• **Task description**
Count the lines below that contain the word "rubble", and give only that number.

—————

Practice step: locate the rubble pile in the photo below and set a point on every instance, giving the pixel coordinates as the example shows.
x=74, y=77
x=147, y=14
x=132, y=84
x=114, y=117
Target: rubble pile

—————

• **Written answer**
2